◆ **Problem details**
With the line containing "Detect blue sky." as the first and the final line of the entries as the last, repeat exactly the lines in that span, including both.

◆ **Material supplied**
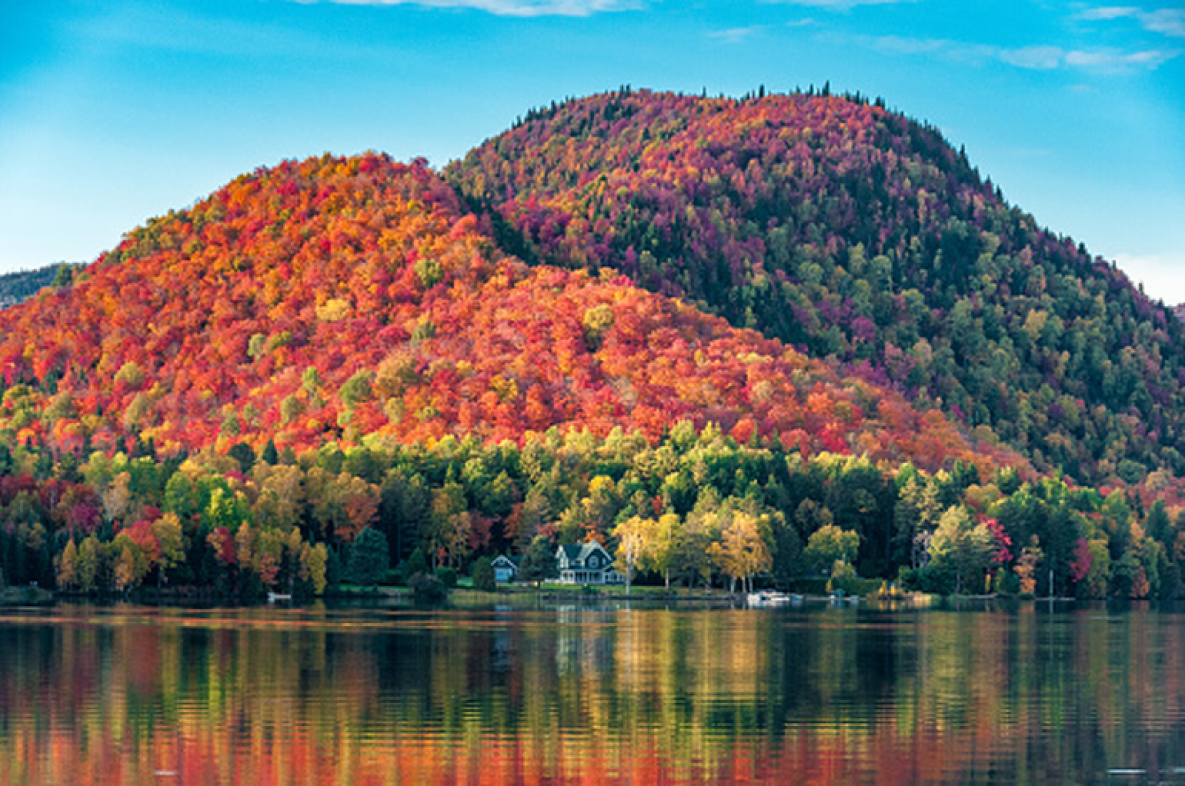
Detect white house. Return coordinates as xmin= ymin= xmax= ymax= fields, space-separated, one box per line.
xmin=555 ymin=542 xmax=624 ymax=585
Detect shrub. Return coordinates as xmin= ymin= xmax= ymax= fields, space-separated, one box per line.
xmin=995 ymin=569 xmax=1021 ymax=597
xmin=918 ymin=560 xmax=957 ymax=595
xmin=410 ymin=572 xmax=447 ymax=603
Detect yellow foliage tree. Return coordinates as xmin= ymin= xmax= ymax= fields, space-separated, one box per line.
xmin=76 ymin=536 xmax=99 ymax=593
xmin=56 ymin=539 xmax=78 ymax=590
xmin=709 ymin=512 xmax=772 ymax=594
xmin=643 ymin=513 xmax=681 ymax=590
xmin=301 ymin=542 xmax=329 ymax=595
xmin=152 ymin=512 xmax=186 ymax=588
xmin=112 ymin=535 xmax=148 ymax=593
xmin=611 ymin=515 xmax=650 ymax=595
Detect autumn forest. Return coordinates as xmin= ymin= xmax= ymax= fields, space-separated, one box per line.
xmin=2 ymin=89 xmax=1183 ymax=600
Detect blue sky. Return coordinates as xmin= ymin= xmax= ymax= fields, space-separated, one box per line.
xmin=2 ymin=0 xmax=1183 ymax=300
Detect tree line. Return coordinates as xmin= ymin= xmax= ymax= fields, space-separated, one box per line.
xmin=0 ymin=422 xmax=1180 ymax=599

◆ **Exercise response**
Detect blue sky. Return coordinates as xmin= ymin= xmax= ymax= fields, space-separated, one box per line.
xmin=2 ymin=0 xmax=1183 ymax=300
Detect tree line. Return coordinates as xmin= ymin= xmax= ymax= fields, space-separated, one box per line.
xmin=0 ymin=422 xmax=1180 ymax=599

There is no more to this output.